Look through the lines below, find those with the word "wall", and copy them.

[The input — start]

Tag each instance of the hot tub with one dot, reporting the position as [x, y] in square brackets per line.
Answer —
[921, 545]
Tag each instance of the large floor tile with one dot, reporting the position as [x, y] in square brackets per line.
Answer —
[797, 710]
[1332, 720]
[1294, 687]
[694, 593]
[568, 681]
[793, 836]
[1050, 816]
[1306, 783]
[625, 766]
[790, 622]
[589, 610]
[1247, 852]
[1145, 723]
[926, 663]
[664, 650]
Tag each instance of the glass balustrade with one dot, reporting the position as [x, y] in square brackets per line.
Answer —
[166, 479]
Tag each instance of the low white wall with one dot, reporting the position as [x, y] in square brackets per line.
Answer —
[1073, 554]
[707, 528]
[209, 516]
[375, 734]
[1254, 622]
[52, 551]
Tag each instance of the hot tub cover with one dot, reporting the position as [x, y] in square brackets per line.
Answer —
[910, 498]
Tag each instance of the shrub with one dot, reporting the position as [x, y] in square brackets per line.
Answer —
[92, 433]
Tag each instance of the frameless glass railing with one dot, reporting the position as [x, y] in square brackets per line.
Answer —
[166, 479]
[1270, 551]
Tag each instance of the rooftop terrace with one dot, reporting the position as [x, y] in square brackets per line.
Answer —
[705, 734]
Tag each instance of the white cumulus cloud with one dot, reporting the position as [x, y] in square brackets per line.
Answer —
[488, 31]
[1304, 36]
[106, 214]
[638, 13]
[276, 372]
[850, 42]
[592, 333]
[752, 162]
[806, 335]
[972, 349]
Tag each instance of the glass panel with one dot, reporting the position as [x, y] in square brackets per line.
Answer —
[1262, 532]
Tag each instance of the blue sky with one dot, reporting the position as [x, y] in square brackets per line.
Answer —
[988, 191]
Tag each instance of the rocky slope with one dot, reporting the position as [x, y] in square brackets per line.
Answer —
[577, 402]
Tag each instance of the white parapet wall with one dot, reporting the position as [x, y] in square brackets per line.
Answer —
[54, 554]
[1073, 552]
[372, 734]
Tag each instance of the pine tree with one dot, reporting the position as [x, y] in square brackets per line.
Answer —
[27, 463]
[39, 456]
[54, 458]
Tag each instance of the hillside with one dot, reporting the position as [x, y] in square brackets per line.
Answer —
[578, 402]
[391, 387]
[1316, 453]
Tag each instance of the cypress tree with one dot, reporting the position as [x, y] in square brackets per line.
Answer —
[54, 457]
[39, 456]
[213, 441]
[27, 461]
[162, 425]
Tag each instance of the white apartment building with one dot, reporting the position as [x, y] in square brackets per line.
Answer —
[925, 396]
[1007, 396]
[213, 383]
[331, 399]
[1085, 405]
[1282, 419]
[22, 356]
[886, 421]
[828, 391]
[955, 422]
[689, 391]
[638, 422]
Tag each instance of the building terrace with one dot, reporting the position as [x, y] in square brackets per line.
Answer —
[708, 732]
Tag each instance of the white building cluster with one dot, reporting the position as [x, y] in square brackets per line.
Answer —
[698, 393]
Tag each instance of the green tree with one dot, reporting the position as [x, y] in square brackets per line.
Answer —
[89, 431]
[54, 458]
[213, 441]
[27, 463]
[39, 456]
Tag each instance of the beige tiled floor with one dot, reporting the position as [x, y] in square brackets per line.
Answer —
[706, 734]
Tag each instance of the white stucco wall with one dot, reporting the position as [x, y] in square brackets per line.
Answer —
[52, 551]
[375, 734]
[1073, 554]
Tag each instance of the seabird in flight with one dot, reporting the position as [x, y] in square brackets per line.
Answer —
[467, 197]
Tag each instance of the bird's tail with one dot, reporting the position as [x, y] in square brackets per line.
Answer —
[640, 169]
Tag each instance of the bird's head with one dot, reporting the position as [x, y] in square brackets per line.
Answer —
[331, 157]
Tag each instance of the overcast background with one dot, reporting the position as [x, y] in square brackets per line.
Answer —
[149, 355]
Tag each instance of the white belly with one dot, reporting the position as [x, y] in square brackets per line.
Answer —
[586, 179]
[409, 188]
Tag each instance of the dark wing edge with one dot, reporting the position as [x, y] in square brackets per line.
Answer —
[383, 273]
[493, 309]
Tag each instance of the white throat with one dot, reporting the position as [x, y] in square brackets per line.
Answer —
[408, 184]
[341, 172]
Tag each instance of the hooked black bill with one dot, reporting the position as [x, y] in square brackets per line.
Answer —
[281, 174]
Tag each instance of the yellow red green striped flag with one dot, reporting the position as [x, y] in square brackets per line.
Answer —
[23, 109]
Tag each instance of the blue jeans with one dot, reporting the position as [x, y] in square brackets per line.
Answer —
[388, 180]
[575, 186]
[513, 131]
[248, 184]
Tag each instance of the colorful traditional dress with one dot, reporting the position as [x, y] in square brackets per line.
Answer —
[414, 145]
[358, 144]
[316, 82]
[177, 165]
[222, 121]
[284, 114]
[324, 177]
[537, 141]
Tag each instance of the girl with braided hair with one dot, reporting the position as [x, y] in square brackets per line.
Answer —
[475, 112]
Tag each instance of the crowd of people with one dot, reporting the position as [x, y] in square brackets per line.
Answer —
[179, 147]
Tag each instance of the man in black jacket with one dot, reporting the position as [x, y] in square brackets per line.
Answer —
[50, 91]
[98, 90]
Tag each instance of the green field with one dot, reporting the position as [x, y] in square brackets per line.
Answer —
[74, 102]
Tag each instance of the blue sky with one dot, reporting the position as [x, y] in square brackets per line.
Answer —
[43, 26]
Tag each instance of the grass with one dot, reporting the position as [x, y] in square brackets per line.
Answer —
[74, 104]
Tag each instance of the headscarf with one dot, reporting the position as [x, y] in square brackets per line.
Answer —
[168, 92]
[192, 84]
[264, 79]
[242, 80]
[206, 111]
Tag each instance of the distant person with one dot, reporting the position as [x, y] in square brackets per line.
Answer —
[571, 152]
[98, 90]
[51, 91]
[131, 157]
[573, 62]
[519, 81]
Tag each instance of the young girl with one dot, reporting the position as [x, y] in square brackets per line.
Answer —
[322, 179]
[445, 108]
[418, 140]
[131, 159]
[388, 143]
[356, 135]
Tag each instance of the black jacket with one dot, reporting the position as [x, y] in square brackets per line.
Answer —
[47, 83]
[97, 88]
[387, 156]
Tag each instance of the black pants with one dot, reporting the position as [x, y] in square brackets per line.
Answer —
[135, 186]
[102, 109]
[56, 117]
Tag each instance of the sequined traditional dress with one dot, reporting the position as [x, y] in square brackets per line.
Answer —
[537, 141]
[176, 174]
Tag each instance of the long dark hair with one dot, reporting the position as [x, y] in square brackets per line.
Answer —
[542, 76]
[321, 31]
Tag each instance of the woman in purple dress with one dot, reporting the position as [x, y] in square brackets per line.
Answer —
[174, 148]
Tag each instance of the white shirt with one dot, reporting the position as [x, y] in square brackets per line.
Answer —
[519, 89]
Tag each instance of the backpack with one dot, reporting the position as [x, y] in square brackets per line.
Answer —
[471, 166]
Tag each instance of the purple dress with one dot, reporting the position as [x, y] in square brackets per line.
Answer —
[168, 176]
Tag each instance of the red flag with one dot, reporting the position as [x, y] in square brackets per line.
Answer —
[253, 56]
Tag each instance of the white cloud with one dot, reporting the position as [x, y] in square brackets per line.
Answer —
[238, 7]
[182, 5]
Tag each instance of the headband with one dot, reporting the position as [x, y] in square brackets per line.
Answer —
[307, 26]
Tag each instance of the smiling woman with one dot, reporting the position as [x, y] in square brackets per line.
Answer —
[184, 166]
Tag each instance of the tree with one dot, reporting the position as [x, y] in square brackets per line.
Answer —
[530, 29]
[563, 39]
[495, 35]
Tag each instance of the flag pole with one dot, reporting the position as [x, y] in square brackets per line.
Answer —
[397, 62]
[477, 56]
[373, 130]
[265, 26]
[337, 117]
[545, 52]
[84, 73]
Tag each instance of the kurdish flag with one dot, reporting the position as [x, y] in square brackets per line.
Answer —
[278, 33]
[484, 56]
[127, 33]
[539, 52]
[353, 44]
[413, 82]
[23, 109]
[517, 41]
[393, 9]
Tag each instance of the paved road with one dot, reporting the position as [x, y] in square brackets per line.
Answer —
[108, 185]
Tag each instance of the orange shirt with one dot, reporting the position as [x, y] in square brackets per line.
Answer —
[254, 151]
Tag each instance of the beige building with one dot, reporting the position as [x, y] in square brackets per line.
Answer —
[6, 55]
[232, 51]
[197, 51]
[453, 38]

[The input — finish]

Finished task
Tag each instance of the low white wall with one dot, reporting the position as [x, y] in square brackets per line.
Tag each instance of the white parapet wall with one dot, reporting the position as [x, y] in square brackets per line.
Tag each instance of the white stucco wall with one dot, reporting the position as [x, y] in square brackets per line.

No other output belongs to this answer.